## Source document:
◆ ◆ ◆ ◆

# Lightweight aluminum clinchers....



## Cni2i (Jun 28, 2010)

Hi everyone. I know this subject has been beaten to death, BUT just wanted to know if there are any really light aluminum clinchers out there that are "better" and lighter than what I already have (for climbing):

I currently have 1. Fulcrum Zeros two-way fit and 2. Dura c24 CL. 

I don't want to change just for the sake of changing, but would do so IF there is something better and lighter. I don't want to go to carbon clinchers or tubulars at this point either. 

Was looking at the Mavic R-sys SLRs? And also the Mavic Premium SLs (but don't think these are any lighter than what I already have?). 

BTW: I am 5'8" and weigh 141 lbs. 

Thanks for the feedback.


----------



## tysonracing (Apr 21, 2012)

You could go with some custom wheels

I bought a set from ryanjorunner on ebay that was advertised as 1295 grams and they came out at almost exactly that. They've been a very solid wheelset for about a year so far.

He's got a 1320 gram set right now that looks like it uses a deeper rear rim.

I'm your size and weight too, so you'll have no problem.


----------



## Cni2i (Jun 28, 2010)

tysonracing said:


> You could go with soome custom wheels
> 
> I bought a set ryanjorunner on ebay that was advertised as 1295 grams and they came at almost exactly that. They've been a very solid wheelset for about a year so far.
> 
> ...


Thanks for the reply. Yeah, I was thinking that I might have to go the custom wheels route. Just concerned about the reliability of some of these custom-built wheelsets. Glad to hear yours are working out well. :thumbsup:


----------



## jmorgan (Apr 13, 2012)

Your Dura-ace are already 1400g your not going to get much lighter then that without spending a bunch of money.


----------



## Kerry Irons (Feb 25, 2002)

*Better?*



Cni2i said:


> Hi everyone. I know this subject has been beaten to death, BUT just wanted to know if there are any really light aluminum clinchers out there that are "better" and lighter than what I already have (for climbing)


If you shaved an entire pound (454 gm) off your current wheels you would go 0.1 mph faster on a 6% grade at 250 watts. If instead it was a 100 gm saving then your speed would increase by 0.02 mph and you would gain 6 seconds per hour of climbing. Just to put your "need for speed" in persepctive.


----------



## tysonracing (Apr 21, 2012)

That's a good point, but thats a steady state calculation. What about the power required to accelerate a lighter wheelset?


----------



## sneakyracer (Dec 1, 2007)

◆ ◆ ◆ ◆

## Listed records:
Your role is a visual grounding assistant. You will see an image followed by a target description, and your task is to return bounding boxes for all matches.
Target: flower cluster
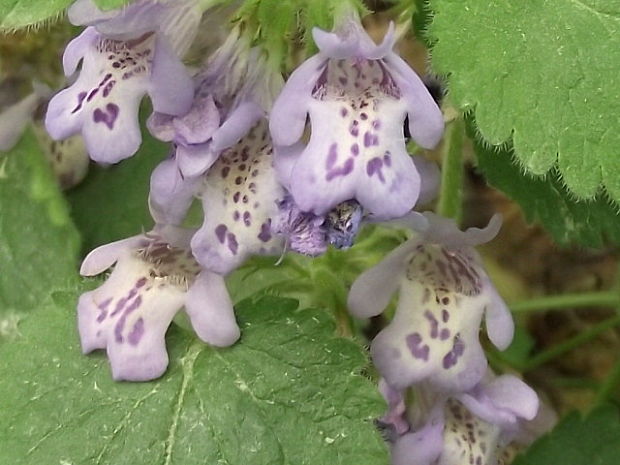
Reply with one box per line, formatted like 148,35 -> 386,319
348,213 -> 552,465
42,5 -> 539,465
45,0 -> 443,380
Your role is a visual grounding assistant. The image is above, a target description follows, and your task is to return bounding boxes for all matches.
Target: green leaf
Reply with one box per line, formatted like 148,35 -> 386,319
0,0 -> 130,30
0,289 -> 387,465
0,130 -> 79,316
68,127 -> 169,252
429,0 -> 620,202
474,128 -> 620,247
513,405 -> 620,465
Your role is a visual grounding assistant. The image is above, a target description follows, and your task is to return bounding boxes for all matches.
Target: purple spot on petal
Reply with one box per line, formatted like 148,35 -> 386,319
226,233 -> 239,255
71,92 -> 88,114
405,333 -> 430,362
127,318 -> 144,346
215,224 -> 228,244
258,219 -> 271,242
364,131 -> 379,147
86,87 -> 99,102
442,333 -> 465,370
325,144 -> 338,170
366,157 -> 385,183
424,310 -> 439,339
93,103 -> 119,130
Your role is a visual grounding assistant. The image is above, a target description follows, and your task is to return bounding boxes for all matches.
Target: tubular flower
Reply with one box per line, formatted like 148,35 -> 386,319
348,213 -> 514,392
45,1 -> 200,163
149,30 -> 285,274
78,227 -> 240,381
270,14 -> 443,219
148,29 -> 274,178
384,375 -> 539,465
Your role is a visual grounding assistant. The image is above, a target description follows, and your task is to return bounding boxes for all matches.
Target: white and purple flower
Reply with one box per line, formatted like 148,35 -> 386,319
348,213 -> 514,392
270,14 -> 444,219
45,0 -> 200,163
388,372 -> 544,465
78,227 -> 240,381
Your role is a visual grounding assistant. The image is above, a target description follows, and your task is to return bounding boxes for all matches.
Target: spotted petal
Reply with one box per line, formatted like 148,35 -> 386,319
78,227 -> 239,381
349,214 -> 513,392
458,375 -> 539,429
45,28 -> 192,163
291,90 -> 420,218
192,120 -> 284,274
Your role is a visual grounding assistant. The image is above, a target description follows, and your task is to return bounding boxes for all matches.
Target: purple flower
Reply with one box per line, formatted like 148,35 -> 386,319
270,19 -> 443,219
45,1 -> 200,163
381,372 -> 542,465
348,213 -> 514,392
78,227 -> 240,381
191,118 -> 285,274
148,29 -> 274,178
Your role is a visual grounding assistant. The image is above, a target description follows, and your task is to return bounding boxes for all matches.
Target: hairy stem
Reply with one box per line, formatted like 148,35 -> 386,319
437,117 -> 465,223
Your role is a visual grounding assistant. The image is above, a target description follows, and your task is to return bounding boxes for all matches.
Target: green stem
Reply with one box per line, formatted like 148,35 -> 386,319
437,117 -> 465,223
597,359 -> 620,403
510,291 -> 620,313
523,314 -> 620,371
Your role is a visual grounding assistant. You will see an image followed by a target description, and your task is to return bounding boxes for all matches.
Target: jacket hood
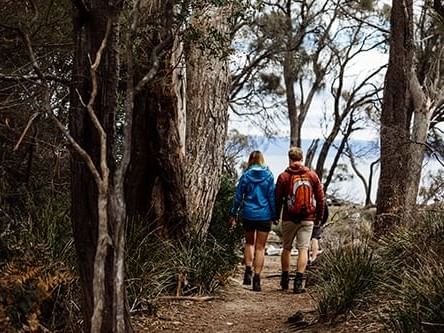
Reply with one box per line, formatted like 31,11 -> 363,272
245,164 -> 272,183
285,163 -> 310,175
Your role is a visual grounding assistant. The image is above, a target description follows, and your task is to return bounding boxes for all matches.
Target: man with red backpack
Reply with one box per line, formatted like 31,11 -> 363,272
276,147 -> 325,294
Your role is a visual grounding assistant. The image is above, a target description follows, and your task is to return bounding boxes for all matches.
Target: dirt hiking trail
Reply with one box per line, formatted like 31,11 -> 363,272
134,256 -> 356,333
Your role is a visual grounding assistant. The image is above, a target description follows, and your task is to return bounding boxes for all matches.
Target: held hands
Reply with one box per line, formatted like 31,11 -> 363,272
228,216 -> 236,229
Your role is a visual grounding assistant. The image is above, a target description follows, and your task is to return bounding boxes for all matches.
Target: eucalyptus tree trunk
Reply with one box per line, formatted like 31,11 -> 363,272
185,5 -> 232,236
126,1 -> 231,239
70,0 -> 129,332
405,71 -> 433,211
375,0 -> 414,236
283,0 -> 302,147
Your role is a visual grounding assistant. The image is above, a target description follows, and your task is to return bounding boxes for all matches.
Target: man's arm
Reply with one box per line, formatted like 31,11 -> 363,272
275,174 -> 285,219
311,171 -> 325,224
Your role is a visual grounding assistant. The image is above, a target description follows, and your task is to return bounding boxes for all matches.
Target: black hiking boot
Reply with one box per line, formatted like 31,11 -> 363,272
281,272 -> 290,290
293,272 -> 305,294
253,274 -> 261,291
243,266 -> 253,286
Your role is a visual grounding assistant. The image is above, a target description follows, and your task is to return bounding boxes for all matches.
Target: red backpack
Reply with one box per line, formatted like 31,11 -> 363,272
287,172 -> 316,220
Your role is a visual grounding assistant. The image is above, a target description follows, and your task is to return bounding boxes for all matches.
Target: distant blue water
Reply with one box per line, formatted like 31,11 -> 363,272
239,137 -> 440,204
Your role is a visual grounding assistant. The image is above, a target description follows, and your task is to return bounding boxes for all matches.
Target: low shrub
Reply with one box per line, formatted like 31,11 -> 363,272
378,213 -> 444,333
312,242 -> 382,321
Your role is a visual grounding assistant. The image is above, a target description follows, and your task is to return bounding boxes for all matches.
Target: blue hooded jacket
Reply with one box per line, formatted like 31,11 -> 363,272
230,164 -> 276,221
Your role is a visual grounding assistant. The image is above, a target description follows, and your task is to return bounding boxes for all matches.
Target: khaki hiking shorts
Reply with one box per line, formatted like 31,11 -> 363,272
282,221 -> 314,251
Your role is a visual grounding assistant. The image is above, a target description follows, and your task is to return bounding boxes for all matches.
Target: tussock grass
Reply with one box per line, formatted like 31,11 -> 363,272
314,241 -> 382,321
378,213 -> 444,332
384,258 -> 444,333
310,208 -> 444,333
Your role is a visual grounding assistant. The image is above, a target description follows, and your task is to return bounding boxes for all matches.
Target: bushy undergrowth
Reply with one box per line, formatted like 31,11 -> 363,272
0,196 -> 78,332
313,209 -> 444,333
384,259 -> 444,333
314,242 -> 381,320
379,213 -> 444,333
127,172 -> 242,312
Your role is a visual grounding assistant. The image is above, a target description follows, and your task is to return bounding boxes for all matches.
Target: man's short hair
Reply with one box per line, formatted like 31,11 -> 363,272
288,147 -> 304,162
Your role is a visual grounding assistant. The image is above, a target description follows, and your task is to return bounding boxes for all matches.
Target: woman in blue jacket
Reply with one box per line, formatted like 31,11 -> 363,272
229,150 -> 276,291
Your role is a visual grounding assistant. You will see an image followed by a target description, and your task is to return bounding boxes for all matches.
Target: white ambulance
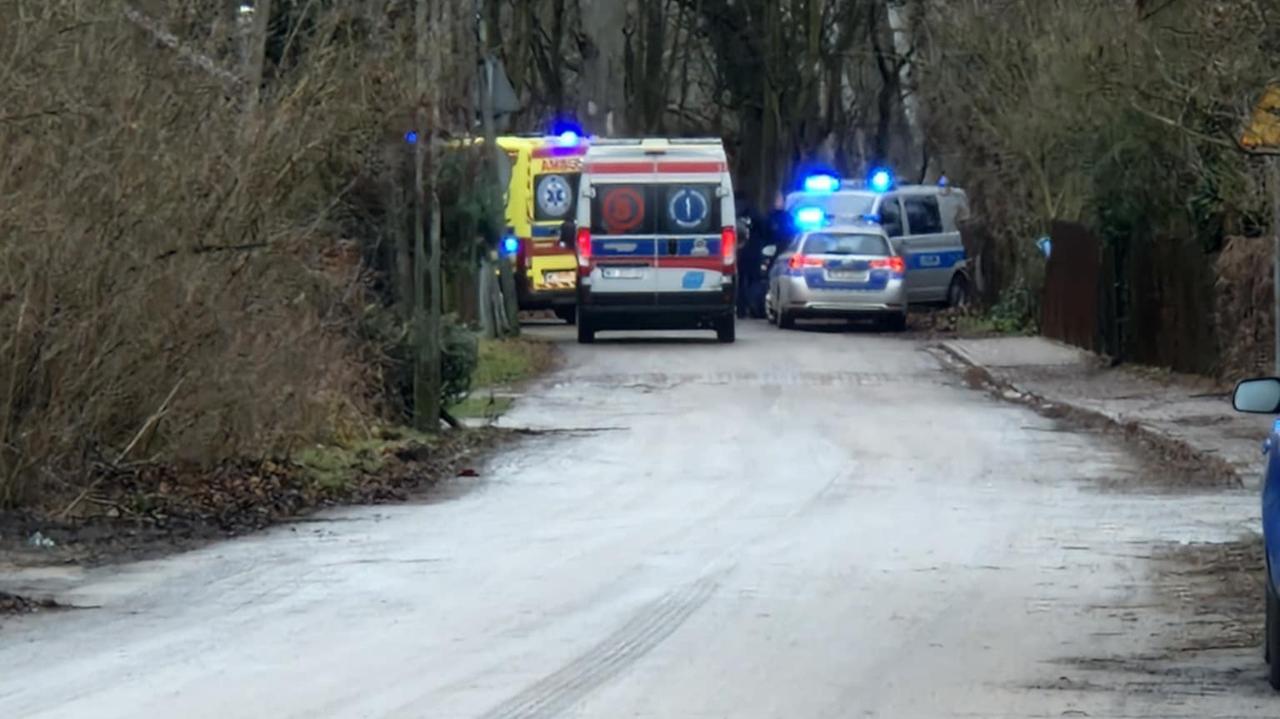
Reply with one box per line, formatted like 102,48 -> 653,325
575,139 -> 737,343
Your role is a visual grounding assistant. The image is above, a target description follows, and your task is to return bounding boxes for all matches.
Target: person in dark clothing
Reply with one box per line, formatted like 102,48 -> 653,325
737,217 -> 760,317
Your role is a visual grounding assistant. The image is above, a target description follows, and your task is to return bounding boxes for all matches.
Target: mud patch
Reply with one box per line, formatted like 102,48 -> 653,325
0,591 -> 69,615
1151,536 -> 1266,649
1029,536 -> 1270,696
0,429 -> 521,567
936,348 -> 1243,494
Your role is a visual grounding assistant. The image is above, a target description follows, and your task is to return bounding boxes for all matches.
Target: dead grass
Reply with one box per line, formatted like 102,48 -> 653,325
0,0 -> 419,507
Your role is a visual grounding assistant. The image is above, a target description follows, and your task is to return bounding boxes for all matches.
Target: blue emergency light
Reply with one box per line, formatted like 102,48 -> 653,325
868,168 -> 893,192
792,207 -> 827,230
804,175 -> 840,194
550,119 -> 584,147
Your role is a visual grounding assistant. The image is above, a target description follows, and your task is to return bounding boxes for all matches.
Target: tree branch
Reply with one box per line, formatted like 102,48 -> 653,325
124,4 -> 244,91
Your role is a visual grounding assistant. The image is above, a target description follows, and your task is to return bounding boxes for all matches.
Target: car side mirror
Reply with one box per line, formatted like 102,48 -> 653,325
1231,377 -> 1280,415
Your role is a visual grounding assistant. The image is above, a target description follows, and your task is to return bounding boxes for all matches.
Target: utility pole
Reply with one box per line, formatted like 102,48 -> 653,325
475,0 -> 520,336
420,0 -> 453,419
1267,155 -> 1280,377
412,0 -> 440,431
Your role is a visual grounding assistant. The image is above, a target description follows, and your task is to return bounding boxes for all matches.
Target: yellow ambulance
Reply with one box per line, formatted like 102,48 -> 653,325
498,132 -> 588,324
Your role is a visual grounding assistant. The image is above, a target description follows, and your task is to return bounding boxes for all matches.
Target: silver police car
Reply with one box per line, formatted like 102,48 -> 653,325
764,223 -> 908,331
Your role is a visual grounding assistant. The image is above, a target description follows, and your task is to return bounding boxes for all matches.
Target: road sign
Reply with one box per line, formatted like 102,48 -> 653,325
1240,84 -> 1280,150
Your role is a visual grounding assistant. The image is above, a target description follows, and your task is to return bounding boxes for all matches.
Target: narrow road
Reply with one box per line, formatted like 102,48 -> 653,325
0,322 -> 1277,719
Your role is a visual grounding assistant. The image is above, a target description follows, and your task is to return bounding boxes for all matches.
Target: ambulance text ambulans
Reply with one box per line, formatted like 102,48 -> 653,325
498,132 -> 586,322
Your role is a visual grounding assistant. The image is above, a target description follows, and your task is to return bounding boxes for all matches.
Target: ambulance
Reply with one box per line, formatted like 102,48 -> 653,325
498,132 -> 588,324
575,139 -> 737,343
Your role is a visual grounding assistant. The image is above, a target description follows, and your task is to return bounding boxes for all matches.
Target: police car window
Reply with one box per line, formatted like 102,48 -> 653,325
902,197 -> 942,234
534,173 -> 579,223
796,192 -> 876,220
879,197 -> 902,237
804,233 -> 888,256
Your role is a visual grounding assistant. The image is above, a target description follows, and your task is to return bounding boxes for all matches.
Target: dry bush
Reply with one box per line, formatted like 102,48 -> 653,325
1213,237 -> 1275,380
0,0 -> 419,505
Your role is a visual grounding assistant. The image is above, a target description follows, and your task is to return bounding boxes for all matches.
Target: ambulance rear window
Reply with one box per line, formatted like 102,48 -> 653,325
591,183 -> 721,237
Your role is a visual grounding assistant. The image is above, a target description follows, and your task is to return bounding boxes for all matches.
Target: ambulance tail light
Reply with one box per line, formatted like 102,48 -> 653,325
721,228 -> 737,267
577,228 -> 591,267
872,257 -> 906,275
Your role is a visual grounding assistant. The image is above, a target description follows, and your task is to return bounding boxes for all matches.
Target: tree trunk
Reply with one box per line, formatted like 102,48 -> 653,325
579,1 -> 627,134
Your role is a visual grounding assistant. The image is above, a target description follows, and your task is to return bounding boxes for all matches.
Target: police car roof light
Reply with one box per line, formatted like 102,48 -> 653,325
804,175 -> 840,194
794,207 -> 827,229
870,168 -> 893,192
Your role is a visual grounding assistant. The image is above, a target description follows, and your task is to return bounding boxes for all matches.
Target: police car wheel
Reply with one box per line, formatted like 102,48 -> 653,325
947,275 -> 969,307
716,317 -> 737,344
884,312 -> 906,333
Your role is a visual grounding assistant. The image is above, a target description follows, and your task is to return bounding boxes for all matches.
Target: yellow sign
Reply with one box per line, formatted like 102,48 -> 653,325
1240,84 -> 1280,150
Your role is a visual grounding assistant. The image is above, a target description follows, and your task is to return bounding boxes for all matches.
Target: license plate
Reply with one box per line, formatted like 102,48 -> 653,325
602,267 -> 644,280
543,273 -> 575,287
827,270 -> 867,283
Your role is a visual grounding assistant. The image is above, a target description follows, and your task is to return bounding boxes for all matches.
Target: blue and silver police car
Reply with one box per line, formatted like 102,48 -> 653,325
1233,377 -> 1280,690
764,218 -> 908,331
785,169 -> 970,307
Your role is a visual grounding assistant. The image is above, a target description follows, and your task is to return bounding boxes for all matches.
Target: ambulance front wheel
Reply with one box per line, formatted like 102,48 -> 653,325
716,315 -> 737,344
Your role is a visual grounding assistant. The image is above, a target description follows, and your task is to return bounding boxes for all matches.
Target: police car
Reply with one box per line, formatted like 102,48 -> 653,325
764,218 -> 908,331
1233,377 -> 1280,690
786,169 -> 969,306
575,139 -> 737,343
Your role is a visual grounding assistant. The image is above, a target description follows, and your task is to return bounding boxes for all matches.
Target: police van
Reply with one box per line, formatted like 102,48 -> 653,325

◆ ◆ ◆ ◆

## Things to do:
1. From the forum thread on aluminum clinchers, reproduce the passage between "I don't want to change" and "this point either.", inclusive.
2. Render this sentence from the aluminum clinchers thread in Spanish: "I don't want to go to carbon clinchers or tubulars at this point either."

## Answer set:
1.
I don't want to change just for the sake of changing, but would do so IF there is something better and lighter. I don't want to go to carbon clinchers or tubulars at this point either.

2. Tampoco quiero pasarme a ruedas de carbono para cubierta ni a tubulares por ahora.